▸ **VORLIEGENDER TEXT**:
Gewerkschaften und Sozialdemokraten fordern neue Vermögenssteuern. Dabei sorgt die Dumpingzinspolitik der Notenbank längst dafür, dass Sparer und Kapitaleigner systematisch und in gewaltigen Dimensionen enteignet werden.
Altmodische Linke glauben immer noch, man müsse Kapitalisten über Steuern enteignen. So kommen die Dinosaurierideen von Vermögenssteuern allsommerlich hervor wie eine sozialistische Variante des Ungeheuers von Loch Ness. Dabei hat der moderne Schuldensozialismus längst eine viel drastischere Variante der Sparerschröpfung etabliert: Die Dumpingzinspolitik. Sie sorgt dafür, dass Kapitalbesitzer rabiat und systematisch enteignet werden. Mit ihr hat sich nämlich ein negativer Realzins fest etabliert, der zu einer gewaltigen Umverteilung von Gläubigern zu Schuldnern führt.

Dateneinträge
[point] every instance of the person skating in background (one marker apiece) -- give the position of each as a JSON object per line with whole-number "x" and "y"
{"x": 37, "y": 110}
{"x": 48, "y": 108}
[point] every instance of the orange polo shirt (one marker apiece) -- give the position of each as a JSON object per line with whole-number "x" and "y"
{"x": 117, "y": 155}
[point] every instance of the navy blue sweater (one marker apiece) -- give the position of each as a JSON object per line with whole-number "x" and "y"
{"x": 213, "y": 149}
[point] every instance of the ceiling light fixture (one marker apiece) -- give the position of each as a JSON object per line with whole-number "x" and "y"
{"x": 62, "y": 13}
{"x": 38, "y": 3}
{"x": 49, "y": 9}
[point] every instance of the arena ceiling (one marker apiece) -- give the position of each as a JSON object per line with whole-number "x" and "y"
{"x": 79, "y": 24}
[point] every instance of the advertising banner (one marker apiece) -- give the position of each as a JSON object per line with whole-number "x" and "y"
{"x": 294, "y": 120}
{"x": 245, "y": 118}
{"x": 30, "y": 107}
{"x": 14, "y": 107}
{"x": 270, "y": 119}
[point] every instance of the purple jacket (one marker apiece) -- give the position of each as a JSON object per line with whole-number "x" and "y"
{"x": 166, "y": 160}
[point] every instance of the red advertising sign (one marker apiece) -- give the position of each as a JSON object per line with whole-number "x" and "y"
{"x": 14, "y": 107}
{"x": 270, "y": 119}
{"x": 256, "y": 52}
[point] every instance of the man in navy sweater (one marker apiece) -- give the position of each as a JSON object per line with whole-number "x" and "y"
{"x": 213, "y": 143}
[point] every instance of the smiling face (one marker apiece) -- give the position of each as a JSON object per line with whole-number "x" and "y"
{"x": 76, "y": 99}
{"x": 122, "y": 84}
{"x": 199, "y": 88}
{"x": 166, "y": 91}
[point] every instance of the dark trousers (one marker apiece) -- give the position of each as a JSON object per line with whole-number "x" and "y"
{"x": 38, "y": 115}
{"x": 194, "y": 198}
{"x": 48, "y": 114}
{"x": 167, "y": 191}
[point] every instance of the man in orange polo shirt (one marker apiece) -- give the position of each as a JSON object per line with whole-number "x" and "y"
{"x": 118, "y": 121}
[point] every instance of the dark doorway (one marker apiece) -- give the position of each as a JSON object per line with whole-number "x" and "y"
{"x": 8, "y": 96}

▸ **AUFGABE**: Nenne bitte alle Personengruppen, die im Text zur Dumpingzinspolitik als Objekt des Verbs „enteignen“ auftreten, also als diejenigen, die enteignet werden oder enteignet werden sollen.

▸ **LÖSUNG DER AUFGABE**: Sparer, Kapitaleigner, Kapitalisten, Kapitalbesitzer